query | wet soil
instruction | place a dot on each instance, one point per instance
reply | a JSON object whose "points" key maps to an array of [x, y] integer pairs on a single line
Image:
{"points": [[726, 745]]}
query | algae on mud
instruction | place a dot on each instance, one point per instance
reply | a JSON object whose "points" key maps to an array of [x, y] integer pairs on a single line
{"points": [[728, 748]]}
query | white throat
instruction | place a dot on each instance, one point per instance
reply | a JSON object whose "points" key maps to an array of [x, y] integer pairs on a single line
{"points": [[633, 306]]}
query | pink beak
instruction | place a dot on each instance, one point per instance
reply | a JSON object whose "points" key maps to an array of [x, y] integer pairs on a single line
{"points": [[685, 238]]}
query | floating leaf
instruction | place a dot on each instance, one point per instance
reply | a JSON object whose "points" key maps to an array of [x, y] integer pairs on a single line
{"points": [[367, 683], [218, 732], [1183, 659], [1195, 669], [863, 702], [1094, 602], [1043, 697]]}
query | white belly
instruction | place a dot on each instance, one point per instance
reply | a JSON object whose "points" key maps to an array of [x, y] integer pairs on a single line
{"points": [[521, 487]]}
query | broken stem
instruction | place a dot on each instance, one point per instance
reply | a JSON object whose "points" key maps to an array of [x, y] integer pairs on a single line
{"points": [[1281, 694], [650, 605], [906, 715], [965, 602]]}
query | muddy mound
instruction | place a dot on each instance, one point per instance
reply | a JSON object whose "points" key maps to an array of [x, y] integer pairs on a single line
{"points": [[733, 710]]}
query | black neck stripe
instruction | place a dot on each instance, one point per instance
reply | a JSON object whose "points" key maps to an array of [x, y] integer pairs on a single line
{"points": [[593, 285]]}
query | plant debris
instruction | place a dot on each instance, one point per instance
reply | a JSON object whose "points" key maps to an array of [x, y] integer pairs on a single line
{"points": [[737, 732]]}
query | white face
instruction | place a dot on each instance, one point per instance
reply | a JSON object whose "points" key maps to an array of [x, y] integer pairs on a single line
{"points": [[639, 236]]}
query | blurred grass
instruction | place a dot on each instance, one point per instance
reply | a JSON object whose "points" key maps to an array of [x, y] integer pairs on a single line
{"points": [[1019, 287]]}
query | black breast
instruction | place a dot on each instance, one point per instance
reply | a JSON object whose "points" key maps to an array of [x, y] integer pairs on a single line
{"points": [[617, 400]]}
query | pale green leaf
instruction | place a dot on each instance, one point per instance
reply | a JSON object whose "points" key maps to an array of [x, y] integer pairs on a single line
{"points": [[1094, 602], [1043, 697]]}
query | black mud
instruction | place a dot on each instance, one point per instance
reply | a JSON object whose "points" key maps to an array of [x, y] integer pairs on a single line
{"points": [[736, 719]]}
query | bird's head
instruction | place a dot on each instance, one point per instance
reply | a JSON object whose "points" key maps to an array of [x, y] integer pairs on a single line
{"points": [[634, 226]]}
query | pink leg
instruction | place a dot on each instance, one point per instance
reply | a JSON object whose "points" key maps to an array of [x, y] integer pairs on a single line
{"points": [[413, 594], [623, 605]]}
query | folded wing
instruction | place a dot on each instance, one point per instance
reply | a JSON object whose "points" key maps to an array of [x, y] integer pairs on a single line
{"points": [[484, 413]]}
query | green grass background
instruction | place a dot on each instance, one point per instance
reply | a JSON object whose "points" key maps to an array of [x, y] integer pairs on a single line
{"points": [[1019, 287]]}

• EXERCISE AIM
Transcribe all lines as written.

• RESPONSE
query | wet soil
instruction | place a dot on each instance, one point per instance
reply | a JSON object whose "points" key maps to an array of [x, y] integer pairs on a single line
Image:
{"points": [[726, 745]]}
query | algae on mud
instruction | place a dot on each instance, one point per instance
reply | a JSON object whose "points" key maps to an array of [x, y] integer pairs on a single line
{"points": [[728, 748]]}
query | white throat
instruction | place a dot on each instance, one point per instance
reply | a JSON object whose "points" key maps to an array of [x, y] integer pairs on a single line
{"points": [[633, 306]]}
query | pink beak
instruction | place a dot on each instance, one point per instance
reply | a JSON object whose "points" key maps to an array of [x, y] integer pairs on a single line
{"points": [[685, 238]]}
query | floating leaf
instruction | place a dot on each instance, one point per instance
reply | a JSON object whose "points" key maps to an array of [x, y] integer pairs on a single line
{"points": [[367, 683], [218, 732], [1183, 659], [1195, 669], [863, 702], [1094, 602], [1043, 697]]}
query | white belly
instruction | place a dot on each instance, one point per instance
reply | a JSON object whose "points" key maps to an array of [x, y] integer pairs on a single line
{"points": [[521, 487]]}
query | broken stem
instruction | place a dot on each instance, one point per instance
reply | a JSON object whose "points" key maps to an array of [x, y] integer pairs on a single line
{"points": [[1281, 694], [650, 605], [906, 715], [965, 602]]}
query | muddy mound
instruction | place a dot on each instance, one point per instance
reply | a JSON object whose "points" key maps to an array of [x, y] integer pairs on a single line
{"points": [[733, 710]]}
query | black neck stripe
instruction | place a dot on each instance, one point per instance
reply | a JSON object whose "points" key maps to an array of [x, y] integer pairs on a single line
{"points": [[593, 285]]}
query | plant debris
instruction | place a dot on each instance, one point per instance
reply | a JSON object whose "points" key maps to an array of [x, y] integer pairs on a single line
{"points": [[737, 732]]}
query | white face
instruction | place a dot on each instance, one point per instance
reply | a JSON object whose "points" key maps to an array of [x, y] integer pairs on a single line
{"points": [[639, 236]]}
query | blurred grass
instruction | place a dot on each instance, one point per instance
reply | a JSON object whose "points" key maps to an array of [x, y] integer pairs on a single line
{"points": [[1019, 287]]}
query | black breast
instruction | place a dot on each instance, one point per instance
reply | a JSON object whose "points" key maps to an array of [x, y] integer pairs on a single line
{"points": [[617, 400]]}
query | pale green leaf
instruction | place a dot on each instance, one point per instance
reply | a JSON object whose "points" key maps to an array of [x, y] integer pairs on a single line
{"points": [[1094, 602], [1043, 697]]}
query | black mud
instruction | place a dot on each instance, one point per instance
reply | a JSON object whose "points" key maps to an array of [x, y] integer pairs on a single line
{"points": [[736, 719]]}
query | bird's head
instruction | place a dot on each instance, one point per instance
reply | a JSON object whose "points" key maps to an array of [x, y] integer pairs on a single line
{"points": [[634, 226]]}
query | pink leg
instruction | place a dot on each instance, one point per instance
reply | a JSON object whose "points" key maps to an array of [x, y] integer pairs on a single line
{"points": [[413, 594], [623, 605]]}
query | folded wing
instruction | place a dot on each instance, one point per instance
reply | a JSON object whose "points" key maps to an array of [x, y] integer pairs on a single line
{"points": [[484, 413]]}
query | green grass background
instruction | place a dot on each instance, one point per instance
reply | a JSON object whose "points" key maps to an array of [x, y] integer pairs on a single line
{"points": [[1019, 287]]}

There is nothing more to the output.